### Stated task
Write out the lines from the line containing "Shelf-audit task: drop a dot on every instance of the small" through the final line of the listing below, exactly, omitting every other line.
━━ Given data
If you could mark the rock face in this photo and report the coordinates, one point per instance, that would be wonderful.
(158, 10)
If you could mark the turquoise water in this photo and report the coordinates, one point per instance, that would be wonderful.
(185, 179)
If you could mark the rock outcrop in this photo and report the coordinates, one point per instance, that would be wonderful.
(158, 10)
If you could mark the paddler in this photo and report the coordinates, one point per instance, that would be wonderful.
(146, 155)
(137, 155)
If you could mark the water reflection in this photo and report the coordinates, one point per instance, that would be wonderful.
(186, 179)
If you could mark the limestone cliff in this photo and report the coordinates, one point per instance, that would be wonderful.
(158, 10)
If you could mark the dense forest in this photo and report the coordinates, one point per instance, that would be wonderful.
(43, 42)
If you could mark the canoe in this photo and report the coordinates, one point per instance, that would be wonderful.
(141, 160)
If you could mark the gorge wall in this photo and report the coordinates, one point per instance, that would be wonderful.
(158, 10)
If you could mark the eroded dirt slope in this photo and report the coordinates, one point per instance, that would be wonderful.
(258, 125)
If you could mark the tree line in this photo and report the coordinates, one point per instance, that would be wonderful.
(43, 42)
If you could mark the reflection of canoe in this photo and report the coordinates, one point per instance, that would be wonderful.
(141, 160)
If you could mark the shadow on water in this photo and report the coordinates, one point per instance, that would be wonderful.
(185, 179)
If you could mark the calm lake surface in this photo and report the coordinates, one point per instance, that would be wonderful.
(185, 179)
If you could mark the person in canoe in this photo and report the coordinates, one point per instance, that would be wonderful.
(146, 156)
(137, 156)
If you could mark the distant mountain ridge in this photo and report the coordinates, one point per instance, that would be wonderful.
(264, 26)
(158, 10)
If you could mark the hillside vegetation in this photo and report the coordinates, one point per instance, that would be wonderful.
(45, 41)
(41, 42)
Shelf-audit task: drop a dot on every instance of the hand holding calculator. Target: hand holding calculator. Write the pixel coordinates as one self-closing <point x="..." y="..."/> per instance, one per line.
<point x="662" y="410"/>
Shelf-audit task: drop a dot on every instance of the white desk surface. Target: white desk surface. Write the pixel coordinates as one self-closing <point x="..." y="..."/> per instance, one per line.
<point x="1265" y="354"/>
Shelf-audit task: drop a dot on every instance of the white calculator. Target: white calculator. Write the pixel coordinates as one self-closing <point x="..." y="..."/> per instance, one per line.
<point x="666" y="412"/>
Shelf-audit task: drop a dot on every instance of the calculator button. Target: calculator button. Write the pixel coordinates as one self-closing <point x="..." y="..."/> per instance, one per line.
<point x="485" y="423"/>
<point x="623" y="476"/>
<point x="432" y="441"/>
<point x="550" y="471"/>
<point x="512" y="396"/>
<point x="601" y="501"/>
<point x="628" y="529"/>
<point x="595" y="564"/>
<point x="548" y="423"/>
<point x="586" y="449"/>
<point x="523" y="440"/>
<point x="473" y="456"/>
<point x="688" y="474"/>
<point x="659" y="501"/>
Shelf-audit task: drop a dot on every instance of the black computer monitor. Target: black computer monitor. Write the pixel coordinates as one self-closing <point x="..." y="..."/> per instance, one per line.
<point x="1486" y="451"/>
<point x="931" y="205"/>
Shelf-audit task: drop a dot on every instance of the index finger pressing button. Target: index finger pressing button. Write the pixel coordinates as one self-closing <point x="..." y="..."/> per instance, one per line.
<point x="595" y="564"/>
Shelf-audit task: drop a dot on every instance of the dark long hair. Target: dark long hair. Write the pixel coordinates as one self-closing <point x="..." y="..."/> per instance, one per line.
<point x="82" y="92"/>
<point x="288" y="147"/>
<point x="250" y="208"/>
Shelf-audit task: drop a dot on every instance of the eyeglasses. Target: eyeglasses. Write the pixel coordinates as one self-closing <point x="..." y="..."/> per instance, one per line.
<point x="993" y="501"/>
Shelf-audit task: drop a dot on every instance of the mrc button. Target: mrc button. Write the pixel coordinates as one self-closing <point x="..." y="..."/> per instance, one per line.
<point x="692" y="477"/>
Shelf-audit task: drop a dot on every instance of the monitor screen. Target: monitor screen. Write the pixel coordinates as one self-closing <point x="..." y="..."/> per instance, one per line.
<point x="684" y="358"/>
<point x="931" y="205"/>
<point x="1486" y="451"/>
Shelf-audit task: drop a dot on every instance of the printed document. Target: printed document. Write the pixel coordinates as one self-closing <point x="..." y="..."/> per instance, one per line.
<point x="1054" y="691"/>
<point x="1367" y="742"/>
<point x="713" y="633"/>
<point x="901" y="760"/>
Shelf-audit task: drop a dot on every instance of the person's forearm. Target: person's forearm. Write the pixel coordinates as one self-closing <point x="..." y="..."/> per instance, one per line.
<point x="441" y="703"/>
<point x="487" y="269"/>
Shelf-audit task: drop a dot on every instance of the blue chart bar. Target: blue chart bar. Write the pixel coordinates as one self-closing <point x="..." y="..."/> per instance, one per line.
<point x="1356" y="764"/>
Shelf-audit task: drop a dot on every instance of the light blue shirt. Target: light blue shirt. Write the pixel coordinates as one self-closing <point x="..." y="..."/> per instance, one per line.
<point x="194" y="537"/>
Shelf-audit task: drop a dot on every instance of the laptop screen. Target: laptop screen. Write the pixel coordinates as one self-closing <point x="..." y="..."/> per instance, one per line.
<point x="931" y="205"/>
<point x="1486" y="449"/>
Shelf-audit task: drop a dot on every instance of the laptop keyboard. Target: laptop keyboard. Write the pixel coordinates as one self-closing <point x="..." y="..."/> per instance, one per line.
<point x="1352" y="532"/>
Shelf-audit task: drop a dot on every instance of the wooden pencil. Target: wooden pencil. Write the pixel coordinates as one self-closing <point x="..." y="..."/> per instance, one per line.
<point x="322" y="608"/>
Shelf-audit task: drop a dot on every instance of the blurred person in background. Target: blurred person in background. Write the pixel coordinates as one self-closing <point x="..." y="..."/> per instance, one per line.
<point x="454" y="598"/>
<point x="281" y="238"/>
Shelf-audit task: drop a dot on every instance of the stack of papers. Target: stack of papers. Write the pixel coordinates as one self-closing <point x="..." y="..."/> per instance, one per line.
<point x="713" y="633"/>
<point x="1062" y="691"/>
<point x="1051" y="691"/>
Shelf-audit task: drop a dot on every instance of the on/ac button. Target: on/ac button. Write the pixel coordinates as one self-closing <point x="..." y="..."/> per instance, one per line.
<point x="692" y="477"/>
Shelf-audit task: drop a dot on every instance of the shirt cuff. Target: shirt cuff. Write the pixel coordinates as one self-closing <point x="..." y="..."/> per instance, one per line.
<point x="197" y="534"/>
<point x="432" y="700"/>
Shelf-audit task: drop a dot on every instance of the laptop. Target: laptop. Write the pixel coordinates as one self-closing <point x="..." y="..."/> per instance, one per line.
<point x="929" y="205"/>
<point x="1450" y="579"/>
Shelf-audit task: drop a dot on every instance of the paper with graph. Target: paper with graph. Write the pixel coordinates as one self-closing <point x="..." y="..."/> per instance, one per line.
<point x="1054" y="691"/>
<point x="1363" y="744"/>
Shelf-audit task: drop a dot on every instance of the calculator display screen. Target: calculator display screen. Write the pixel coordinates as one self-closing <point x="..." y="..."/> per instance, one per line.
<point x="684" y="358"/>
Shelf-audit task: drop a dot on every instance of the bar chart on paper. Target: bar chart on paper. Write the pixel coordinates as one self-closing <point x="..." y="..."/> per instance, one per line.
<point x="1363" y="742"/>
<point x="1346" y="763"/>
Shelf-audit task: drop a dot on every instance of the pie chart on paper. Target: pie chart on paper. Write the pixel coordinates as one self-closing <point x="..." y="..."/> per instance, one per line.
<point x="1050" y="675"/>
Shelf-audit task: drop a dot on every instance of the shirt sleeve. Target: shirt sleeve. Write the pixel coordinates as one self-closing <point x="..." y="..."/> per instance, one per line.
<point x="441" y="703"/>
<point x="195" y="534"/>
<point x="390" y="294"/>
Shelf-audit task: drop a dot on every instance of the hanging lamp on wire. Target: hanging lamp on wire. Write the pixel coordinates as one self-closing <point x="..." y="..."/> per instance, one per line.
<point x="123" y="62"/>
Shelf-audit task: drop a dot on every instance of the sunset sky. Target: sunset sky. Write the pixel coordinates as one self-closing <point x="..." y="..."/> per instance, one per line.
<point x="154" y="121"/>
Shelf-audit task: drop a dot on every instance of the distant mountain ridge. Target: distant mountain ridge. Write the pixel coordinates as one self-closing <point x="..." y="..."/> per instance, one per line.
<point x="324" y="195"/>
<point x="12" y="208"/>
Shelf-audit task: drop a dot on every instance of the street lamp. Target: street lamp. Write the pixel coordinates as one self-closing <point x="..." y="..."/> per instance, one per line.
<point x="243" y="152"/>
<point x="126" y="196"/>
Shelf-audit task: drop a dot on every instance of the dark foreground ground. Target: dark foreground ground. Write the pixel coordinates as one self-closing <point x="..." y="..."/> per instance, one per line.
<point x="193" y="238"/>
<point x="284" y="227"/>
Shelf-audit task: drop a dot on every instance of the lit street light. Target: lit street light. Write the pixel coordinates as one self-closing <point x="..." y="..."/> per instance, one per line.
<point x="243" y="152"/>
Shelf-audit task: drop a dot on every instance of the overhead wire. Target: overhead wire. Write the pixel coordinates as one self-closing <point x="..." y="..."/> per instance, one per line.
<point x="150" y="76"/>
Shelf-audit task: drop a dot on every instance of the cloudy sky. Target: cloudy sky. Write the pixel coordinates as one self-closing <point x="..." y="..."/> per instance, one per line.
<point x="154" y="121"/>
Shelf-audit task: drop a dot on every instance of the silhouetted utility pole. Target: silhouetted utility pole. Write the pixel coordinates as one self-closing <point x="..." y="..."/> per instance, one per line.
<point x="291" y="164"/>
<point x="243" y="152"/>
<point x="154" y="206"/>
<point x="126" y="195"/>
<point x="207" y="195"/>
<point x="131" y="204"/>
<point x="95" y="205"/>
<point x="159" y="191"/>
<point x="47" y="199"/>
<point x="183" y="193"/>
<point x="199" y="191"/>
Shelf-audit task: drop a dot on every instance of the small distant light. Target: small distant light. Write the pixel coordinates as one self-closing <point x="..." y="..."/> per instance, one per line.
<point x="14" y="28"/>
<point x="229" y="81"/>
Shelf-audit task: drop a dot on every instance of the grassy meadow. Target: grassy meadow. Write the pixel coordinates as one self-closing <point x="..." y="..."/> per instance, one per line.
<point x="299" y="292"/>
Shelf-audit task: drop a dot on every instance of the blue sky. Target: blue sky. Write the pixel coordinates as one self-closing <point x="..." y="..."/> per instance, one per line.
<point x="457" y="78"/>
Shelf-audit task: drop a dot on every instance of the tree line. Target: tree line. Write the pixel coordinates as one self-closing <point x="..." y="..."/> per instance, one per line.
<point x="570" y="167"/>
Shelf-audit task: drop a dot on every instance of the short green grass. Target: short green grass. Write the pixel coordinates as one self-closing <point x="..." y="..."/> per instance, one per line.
━━━━
### Result of this exercise
Shelf-audit task: drop a dot on every instance of the small distant light. Target: small distant light. Write the pixel coordinates as one self-closing <point x="..." y="..."/> per instance, one per line.
<point x="14" y="28"/>
<point x="229" y="81"/>
Shelf-audit task: drop a dot on every instance of the grassy meadow. Target: grassy meadow. Write the pixel coordinates as one self-closing <point x="..." y="..."/> per instance, one per line.
<point x="299" y="292"/>
Shelf-audit task: drop a dot on every instance of the blue sky. Target: blue sky. Write the pixel coordinates as one self-closing <point x="..." y="..."/> per instance, one per line.
<point x="457" y="78"/>
Shelf-audit task: drop a dot on every instance of the tree line. Target: tree line. Write the pixel coordinates as one self-closing <point x="..." y="..."/> per instance, one per line.
<point x="570" y="167"/>
Shelf-audit task: drop a dot on every instance of the short green grass. Target: short green grass. Write the pixel coordinates as one self-closing <point x="..." y="..."/> per instance, one per line.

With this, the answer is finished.